■ Task brief: Convert the material into a JSON list of strings with one string per line and no blank lines. Start at its first line and end at the line containing "point(125, 14)", including both.

[Records start]

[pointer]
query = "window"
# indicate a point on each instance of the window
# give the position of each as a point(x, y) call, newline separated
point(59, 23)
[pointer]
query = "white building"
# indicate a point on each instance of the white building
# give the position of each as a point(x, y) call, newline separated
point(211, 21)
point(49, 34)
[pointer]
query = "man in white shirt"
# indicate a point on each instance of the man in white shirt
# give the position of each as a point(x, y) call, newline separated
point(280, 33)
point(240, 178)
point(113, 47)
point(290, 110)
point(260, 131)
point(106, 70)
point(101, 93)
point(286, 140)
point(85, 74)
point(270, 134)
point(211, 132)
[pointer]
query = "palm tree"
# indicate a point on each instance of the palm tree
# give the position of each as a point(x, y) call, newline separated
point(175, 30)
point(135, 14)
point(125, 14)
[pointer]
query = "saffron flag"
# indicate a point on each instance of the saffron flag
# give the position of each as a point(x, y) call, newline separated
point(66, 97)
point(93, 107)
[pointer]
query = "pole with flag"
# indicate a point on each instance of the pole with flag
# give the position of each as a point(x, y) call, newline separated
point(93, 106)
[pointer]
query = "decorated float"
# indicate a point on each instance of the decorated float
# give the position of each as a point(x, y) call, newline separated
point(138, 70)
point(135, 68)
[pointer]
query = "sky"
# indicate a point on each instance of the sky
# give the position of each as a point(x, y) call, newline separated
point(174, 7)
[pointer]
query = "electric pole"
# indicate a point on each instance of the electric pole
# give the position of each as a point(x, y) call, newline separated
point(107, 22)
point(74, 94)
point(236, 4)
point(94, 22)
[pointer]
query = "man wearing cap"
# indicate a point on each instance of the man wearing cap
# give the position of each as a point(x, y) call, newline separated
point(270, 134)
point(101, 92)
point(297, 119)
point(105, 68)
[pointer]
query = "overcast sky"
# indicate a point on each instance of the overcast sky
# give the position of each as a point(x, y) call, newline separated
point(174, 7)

[Records end]

■ Task answer:
[
  "[pointer]",
  "query = \"window\"",
  "# indicate a point on each instance of the window",
  "# give the position of each as a point(x, y) call, newline separated",
  "point(59, 23)",
  "[pointer]",
  "query = \"white building\"",
  "# indicate a point on each instance of the white building",
  "# give the position of each as a point(x, y) call, newline separated",
  "point(211, 21)",
  "point(49, 34)",
  "[pointer]",
  "query = \"man in white shirt\"",
  "# indicate a point on each instance of the man in white shirt",
  "# give the position of each as a point(x, y) call, newline separated",
  "point(280, 33)",
  "point(240, 178)",
  "point(113, 47)",
  "point(290, 110)",
  "point(260, 131)",
  "point(106, 70)",
  "point(101, 93)",
  "point(286, 140)",
  "point(85, 74)",
  "point(270, 134)",
  "point(211, 132)",
  "[pointer]",
  "query = \"palm tree\"",
  "# indicate a point on each instance of the palm tree",
  "# give the position of each as a point(x, y) call, newline separated",
  "point(175, 30)",
  "point(135, 14)",
  "point(125, 14)"
]